(Point-based annotation data)
------------------------

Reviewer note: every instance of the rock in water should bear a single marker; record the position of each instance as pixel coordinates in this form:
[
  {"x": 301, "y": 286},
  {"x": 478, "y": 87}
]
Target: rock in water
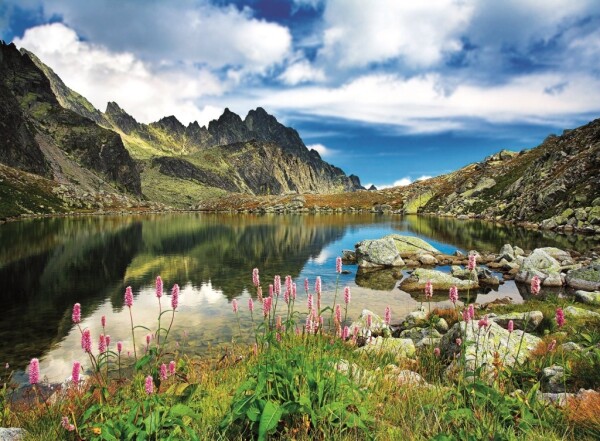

------------------------

Written request = Format every line of the items above as a Markdown table with the columns No. and Line, numbering the rows and skipping blank lines. Leave the pictures out of the answer.

Answer =
| No. | Line |
|---|---|
| 1 | Reviewer note: every instance of the rock in water should bear a single marker; record the position of each instance as pixel coordinates in this form: |
| 2 | [ |
| 3 |   {"x": 301, "y": 286}, |
| 4 |   {"x": 478, "y": 87} |
| 5 | ] |
| 6 | Target: rock in water |